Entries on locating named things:

BEGIN

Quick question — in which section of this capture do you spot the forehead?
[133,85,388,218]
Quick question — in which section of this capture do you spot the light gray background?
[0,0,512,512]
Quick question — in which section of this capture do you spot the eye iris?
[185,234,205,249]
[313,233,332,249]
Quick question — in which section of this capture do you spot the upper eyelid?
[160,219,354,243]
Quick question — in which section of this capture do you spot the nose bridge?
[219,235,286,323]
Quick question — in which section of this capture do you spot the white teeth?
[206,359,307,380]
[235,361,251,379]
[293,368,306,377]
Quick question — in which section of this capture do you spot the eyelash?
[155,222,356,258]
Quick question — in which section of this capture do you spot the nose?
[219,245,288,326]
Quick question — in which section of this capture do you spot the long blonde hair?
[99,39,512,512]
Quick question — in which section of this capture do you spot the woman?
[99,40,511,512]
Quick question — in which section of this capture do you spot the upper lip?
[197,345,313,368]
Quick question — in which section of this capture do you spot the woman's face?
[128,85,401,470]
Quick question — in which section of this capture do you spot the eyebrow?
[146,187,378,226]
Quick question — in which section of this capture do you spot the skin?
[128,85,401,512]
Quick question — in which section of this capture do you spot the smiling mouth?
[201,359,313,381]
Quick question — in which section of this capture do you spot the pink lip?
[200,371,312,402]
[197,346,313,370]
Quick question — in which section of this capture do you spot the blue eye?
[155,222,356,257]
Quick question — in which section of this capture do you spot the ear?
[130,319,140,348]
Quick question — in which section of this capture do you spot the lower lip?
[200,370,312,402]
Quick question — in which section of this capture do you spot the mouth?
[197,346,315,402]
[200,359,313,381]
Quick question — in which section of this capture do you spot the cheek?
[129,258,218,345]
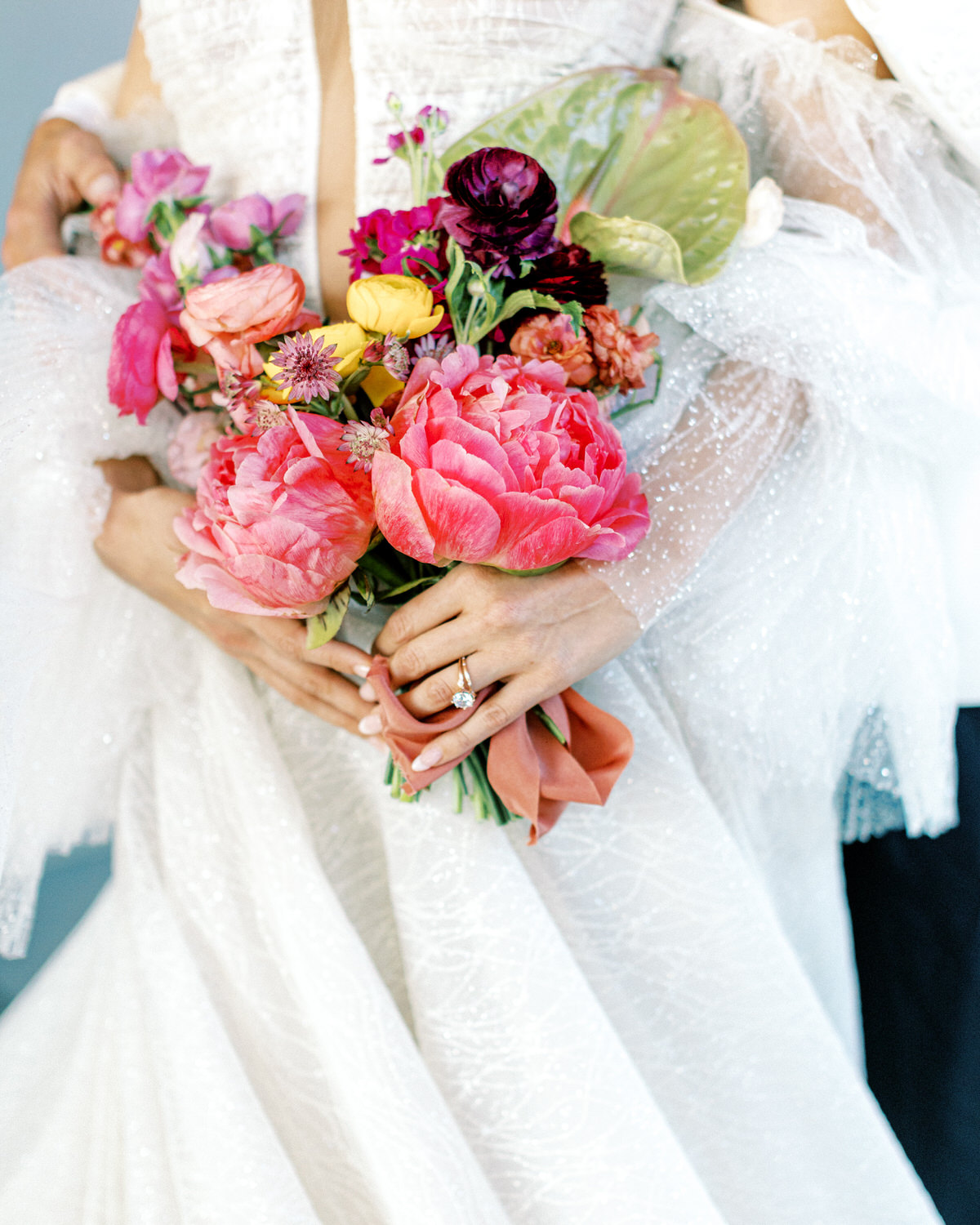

END

Rename "capture" as "image" in every row above and keep all other text the same. Leave the picture out of your answer.

RESPONSE TO THIS EXERCISE:
Quick question — in which section of this image do you spot the forehead?
[133,85,388,218]
Quick question — in which section of this image do you spot the light gray background?
[0,0,512,512]
Quick question — in which section of this image do you spot the eye iris?
[185,234,205,249]
[313,233,332,249]
Quick question — in which section of this image do you spot the upper eyelid?
[160,219,354,243]
Quick question — in which section of this image do you spot the nose bridge?
[219,235,286,323]
Quick question — in which section of this image do you spot the white teeth?
[206,359,307,380]
[235,361,251,379]
[293,368,306,377]
Quick question — in which section of this image do you spot the eyelash?
[155,222,356,258]
Quick question — in which section of this image do you spot the nose?
[219,245,288,326]
Quick question — in which section of this image do you spot the long blonde hair?
[99,39,512,512]
Quick question — in which section of this image do you spot the woman?
[99,40,511,512]
Quick question — in which section of this image do you spot the upper lip?
[197,345,313,368]
Quick question — in which section of this image do you spot the woman's face?
[128,85,401,470]
Quick question — in which section of this image do you spot the eyebrow?
[146,187,378,226]
Quick question — in which section of this image do you spot the skin?
[128,85,401,512]
Quick question — in which section of this image do you spot the smiling mouth?
[201,359,313,381]
Quick question — in which section of this image do you spot the pink lip?
[200,371,312,402]
[197,346,313,370]
Quick question — in which section of this image do you spot the blue eye?
[155,222,356,257]
Quick question — in which section of this image do you spot the ear?
[130,319,140,348]
Quick question — in which section of this image do you spot the lower lip?
[200,370,312,402]
Quick question — in which section of this image do you spot the mouth?
[197,346,315,402]
[200,359,313,381]
Quick question — in which section of this image do you spot the cheek?
[129,258,218,345]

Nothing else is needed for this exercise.